> Written exercise: Which lines in the items below contain the string "windshield"? Pull out every one of them and copy each line in full.

"""

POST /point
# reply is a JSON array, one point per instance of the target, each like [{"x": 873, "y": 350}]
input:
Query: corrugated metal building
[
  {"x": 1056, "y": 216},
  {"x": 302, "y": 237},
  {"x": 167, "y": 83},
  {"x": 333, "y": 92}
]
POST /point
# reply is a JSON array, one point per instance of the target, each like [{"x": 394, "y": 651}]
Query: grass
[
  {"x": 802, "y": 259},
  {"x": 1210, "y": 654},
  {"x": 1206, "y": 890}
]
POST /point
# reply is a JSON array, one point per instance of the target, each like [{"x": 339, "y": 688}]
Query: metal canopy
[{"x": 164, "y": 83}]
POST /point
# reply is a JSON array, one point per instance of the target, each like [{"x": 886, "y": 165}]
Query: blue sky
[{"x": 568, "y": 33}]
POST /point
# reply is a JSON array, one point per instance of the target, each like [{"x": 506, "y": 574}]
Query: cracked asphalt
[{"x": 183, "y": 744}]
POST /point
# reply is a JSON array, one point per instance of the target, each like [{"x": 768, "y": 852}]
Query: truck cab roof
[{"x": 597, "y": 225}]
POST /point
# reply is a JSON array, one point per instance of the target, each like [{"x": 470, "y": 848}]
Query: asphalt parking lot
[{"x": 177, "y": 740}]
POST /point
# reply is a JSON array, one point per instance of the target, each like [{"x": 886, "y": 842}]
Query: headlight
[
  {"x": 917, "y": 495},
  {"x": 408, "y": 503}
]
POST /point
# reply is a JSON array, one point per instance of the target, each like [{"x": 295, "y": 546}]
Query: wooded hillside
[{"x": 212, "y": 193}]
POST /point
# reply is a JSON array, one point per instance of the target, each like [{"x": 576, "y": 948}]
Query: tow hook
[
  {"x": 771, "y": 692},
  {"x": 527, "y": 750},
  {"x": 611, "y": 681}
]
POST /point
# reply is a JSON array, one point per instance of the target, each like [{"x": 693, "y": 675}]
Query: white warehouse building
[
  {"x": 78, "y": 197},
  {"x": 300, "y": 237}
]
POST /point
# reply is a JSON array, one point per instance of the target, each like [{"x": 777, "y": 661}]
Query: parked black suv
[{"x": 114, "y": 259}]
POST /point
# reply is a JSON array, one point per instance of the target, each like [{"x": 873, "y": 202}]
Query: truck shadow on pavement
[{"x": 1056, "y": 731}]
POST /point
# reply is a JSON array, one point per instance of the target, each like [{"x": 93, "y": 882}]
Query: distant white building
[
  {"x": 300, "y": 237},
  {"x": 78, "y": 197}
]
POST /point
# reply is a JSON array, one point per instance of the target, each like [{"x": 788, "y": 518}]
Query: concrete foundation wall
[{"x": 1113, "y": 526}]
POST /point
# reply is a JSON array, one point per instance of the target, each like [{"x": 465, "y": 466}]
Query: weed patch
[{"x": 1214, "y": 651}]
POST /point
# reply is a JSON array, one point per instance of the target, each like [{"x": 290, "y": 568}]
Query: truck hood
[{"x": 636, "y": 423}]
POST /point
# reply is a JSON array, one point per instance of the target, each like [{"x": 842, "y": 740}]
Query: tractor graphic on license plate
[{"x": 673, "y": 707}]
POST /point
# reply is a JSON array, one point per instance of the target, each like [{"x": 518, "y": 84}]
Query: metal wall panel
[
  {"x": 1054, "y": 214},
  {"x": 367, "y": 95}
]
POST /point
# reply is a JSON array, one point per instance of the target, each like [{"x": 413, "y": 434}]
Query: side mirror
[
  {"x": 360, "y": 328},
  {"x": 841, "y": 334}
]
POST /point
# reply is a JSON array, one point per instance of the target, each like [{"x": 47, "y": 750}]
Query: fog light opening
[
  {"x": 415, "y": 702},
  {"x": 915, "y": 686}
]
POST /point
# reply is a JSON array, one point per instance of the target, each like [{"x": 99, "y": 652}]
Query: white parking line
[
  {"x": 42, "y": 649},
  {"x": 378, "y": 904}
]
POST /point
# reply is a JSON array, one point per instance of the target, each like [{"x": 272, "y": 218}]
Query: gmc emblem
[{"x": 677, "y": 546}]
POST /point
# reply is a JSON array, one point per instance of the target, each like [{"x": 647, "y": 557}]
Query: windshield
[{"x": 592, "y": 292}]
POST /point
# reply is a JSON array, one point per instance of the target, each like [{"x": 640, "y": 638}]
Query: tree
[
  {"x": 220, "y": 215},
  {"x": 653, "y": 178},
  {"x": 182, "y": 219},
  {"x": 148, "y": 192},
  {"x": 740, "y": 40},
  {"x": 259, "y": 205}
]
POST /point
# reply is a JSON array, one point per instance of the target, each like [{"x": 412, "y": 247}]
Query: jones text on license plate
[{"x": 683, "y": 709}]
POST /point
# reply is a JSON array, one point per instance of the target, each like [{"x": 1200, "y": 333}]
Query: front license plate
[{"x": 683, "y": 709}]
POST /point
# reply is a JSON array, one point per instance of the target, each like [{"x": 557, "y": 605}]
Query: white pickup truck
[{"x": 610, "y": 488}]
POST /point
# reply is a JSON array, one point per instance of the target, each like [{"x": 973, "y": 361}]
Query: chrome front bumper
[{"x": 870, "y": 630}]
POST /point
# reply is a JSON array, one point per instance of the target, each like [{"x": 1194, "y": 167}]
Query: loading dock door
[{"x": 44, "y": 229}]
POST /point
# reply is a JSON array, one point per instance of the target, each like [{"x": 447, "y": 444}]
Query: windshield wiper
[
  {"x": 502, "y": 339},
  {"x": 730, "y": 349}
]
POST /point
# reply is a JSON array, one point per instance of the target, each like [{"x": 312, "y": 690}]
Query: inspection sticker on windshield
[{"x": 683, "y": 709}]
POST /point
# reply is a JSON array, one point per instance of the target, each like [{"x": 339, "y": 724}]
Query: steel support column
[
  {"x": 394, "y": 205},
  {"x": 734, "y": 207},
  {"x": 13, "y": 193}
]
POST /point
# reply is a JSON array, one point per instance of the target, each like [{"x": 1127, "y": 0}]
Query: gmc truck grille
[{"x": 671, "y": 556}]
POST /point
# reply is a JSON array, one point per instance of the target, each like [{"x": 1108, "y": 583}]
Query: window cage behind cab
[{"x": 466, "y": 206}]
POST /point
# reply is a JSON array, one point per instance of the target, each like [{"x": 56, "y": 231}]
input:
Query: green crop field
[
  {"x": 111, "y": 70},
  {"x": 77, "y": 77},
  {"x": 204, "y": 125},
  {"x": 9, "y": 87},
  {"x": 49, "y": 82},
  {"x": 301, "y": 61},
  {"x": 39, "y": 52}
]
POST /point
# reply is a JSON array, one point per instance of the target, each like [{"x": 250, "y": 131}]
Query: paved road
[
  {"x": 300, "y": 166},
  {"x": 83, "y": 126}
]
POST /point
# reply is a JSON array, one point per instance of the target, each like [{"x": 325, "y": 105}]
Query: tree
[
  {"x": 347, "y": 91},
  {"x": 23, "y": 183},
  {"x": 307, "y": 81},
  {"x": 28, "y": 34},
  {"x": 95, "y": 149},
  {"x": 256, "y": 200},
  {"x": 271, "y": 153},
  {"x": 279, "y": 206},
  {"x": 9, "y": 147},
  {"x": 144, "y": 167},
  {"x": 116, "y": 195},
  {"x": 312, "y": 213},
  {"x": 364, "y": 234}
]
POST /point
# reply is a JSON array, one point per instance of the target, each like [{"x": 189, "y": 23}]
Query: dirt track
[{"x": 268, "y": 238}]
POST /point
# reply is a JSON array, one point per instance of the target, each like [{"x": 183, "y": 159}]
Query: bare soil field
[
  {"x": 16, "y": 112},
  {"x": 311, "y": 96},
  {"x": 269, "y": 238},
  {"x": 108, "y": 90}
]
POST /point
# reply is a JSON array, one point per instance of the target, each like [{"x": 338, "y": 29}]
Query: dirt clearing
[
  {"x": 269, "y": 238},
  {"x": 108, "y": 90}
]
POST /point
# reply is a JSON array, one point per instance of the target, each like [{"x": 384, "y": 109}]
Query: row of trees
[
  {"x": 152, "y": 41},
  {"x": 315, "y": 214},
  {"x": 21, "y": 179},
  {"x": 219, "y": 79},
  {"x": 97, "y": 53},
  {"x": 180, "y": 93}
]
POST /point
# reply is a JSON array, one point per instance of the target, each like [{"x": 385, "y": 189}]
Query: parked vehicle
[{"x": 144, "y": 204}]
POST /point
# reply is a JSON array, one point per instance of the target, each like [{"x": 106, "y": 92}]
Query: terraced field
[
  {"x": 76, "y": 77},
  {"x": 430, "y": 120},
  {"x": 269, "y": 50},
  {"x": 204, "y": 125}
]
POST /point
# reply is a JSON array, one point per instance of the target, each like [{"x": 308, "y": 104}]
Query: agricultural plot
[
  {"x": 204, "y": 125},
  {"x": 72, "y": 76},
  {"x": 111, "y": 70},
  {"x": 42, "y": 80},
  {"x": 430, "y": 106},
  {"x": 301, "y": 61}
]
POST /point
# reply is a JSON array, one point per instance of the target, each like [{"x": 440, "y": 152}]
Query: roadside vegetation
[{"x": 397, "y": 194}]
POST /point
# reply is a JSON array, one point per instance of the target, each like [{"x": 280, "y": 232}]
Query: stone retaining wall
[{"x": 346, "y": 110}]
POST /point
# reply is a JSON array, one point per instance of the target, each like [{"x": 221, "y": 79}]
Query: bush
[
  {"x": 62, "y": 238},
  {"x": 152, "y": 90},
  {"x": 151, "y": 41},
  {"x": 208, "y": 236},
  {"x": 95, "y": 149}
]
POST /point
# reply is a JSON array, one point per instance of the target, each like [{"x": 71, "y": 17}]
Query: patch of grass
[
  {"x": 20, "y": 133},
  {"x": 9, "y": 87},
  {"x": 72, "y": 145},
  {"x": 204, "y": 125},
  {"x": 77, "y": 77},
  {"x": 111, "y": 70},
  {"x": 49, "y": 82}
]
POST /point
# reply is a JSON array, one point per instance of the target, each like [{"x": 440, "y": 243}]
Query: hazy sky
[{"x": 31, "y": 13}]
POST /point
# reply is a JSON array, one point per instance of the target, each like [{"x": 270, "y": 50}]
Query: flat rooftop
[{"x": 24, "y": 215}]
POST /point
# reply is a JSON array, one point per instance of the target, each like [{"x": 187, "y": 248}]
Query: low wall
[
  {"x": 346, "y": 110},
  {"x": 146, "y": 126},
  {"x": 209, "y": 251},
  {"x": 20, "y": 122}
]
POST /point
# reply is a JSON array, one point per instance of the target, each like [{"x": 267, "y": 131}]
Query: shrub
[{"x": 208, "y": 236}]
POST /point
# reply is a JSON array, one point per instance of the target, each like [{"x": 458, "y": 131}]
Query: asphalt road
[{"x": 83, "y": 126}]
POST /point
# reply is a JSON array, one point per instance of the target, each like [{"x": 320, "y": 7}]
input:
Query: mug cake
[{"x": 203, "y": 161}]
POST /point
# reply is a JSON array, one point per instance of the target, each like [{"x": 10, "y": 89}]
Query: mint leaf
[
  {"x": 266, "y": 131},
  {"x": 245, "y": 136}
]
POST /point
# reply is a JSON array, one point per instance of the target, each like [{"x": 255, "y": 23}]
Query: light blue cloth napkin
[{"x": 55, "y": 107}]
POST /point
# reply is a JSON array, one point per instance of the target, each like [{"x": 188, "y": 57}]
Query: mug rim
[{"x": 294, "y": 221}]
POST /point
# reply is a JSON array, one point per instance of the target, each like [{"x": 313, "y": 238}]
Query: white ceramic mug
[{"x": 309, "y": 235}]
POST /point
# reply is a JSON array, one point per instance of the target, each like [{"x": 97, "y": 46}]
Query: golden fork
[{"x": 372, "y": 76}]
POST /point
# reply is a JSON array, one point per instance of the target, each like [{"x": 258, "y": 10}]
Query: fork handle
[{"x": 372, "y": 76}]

"""

> The response:
Query: windshield
Query: windshield wiper
Query: inspection sticker on windshield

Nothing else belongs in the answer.